**TEXT TO READ:**

** START **

Class Utils

java.lang.Object
org.htmlcleaner.Utils

public class Utils extends Object

Common utilities.

Created by: Vladimir Nikic
Date: November, 2006.
  • Field Details

    • VALID_XML_IDENTIFIER_START_CHAR_REGEX

      static final String VALID_XML_IDENTIFIER_START_CHAR_REGEX
      See Also:
    • VALID_XML_IDENTIFIER_START_CHAR_PATTERN

      static final Pattern VALID_XML_IDENTIFIER_START_CHAR_PATTERN
    • VALID_XML_IDENTIFIER_CHAR_REGEX

      static final String VALID_XML_IDENTIFIER_CHAR_REGEX
      See Also:
    • VALID_XML_IDENTIFIER_CHAR_PATTERN

      static final Pattern VALID_XML_IDENTIFIER_CHAR_PATTERN
    • ampNcr

      private static String ampNcr
    • ASCII_CHAR

      private static final Pattern ASCII_CHAR
    • HEX_STRICT

      public static Pattern HEX_STRICT
    • HEX_RELAXED

      public static Pattern HEX_RELAXED
    • DECIMAL

      public static Pattern DECIMAL
  • Constructor Details

    • Utils

      public Utils()
  • Method Details

    • bchomp

      static String bchomp(String str)
      Removes the first newline and last newline (if present) of a string
      Parameters:
      str -
      Returns:
    • chomp

      static String chomp(String str)
      Removes the last newline (if present) of a string
      Parameters:
      str -
      Returns:
    • lchomp

      static String lchomp(String str)
      Removes the first newline (if present) of a string
      Parameters:
      str -
      Returns:
    • readUrl

      @Deprecated static CharSequence readUrl(URL url, String charset) throws IOException
      Deprecated.
      Reads content from the specified URL with specified charset into string
      Parameters:
      url -
      charset -
      Throws:
      IOException
    • isFullUrl

      public static boolean isFullUrl(String link)
      Checks if specified link is full URL.
      Parameters:
      link -
      Returns:
      True, if full URl, false otherwise.
    • fullUrl

      public static String fullUrl(String pageUrl, String link)
      Calculates full URL for specified page URL and link which could be full, absolute or relative like there can be found in A or IMG tags. (Reinstated as per user request in bug 159)
    • escapeHtml

      public static String escapeHtml(String s, CleanerProperties props)
      Escapes HTML string
      Parameters:
      s - String to be escaped
      props - Cleaner properties affects escaping behaviour
      Returns:
      the escaped string
    • escapeXml

      public static String escapeXml(String s, CleanerProperties props, boolean isDomCreation)
      Escapes XML string.
      Parameters:
      s - String to be escaped
      props - Cleaner properties affects escaping behaviour
      isDomCreation - Tells if escaped content will be part of the DOM
      Returns:
      the escaped string
    • escapeXml

      public static String escapeXml(String s, boolean advanced, boolean recognizeUnicodeChars, boolean translateSpecialEntities, boolean isDomCreation, boolean transResCharsToNCR, boolean translateSpecialEntitiesToNCR)

** END **

**REQUIRED TASK 1:**
According to the Utils class documentation above, what does the chomp method remove from a string?
**REQUIRED TASK 2:**
Write the next part of the Utils class documentation, picking up right after the final escapeXml signature.

**GIVEN INFORMATION:**

** START **

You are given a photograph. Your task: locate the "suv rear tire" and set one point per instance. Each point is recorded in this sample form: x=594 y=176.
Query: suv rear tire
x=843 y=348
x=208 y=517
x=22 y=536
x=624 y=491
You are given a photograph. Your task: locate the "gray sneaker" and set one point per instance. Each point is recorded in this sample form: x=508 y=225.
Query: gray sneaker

** END **
** START **

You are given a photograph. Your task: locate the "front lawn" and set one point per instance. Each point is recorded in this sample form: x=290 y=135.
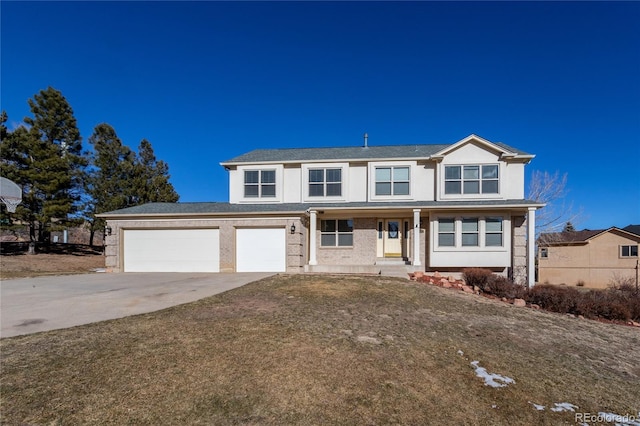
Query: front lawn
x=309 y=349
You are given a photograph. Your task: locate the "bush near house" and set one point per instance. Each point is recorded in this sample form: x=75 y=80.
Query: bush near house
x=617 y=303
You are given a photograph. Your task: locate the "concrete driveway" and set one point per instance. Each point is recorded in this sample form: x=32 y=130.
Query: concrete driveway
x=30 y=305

** END **

**TASK RESULT 1:**
It removes the last newline of the string, if one is present.

**TASK RESULT 2:**
      change notes: 1) convert ascii characters encoded using invalid input: '&#x'x; format to the ascii characters -- may be an attempt to slip in malicious html 2) convert invalid input: '&#x'xx; format characters to " style representation if available for the character. 3) convert html special entities to xml invalid input: '&#x'xx; when outputing in xml
      Parameters:
      s - the string to escape
      advanced - whether to use Advanced XML Escaping
      recognizeUnicodeChars - whether to recognise and replace Unicode characters
      translateSpecialEntities - whether to translate special entities
      isDomCreation - whether the escaping is in the context of DomCreation, an internal operation, with special rules.
      Returns:
      the escaped string TODO Consider moving to CleanerProperties since a long list of params is misleading.
    • escapeXml

      public static String escapeXml(String s, boolean advanced, boolean recognizeUnicodeChars, boolean translateSpecialEntities, boolean isDomCreation, boolean transResCharsToNCR, boolean translateSpecialEntitiesToNCR, boolean isHtmlOutput)
      change notes: 1) convert ascii characters encoded using invalid input: '&#x'x; format to the ascii characters -- may be an attempt to slip in malicious html 2) convert invalid input: '&#x'xx; format characters to " style representation if available for the character. 3) convert html special entities to xml invalid input: '&#x'xx; when outputing in xml
      Parameters:
      s - the string to escape
      advanced - whether to use Advanced XML Escaping
      recognizeUnicodeChars - whether to recognise and replace Unicode characters
      translateSpecialEntities - whether to translate special entities
      isDomCreation - whether the escaping is in the context of DomCreation, an internal operation, with special rules.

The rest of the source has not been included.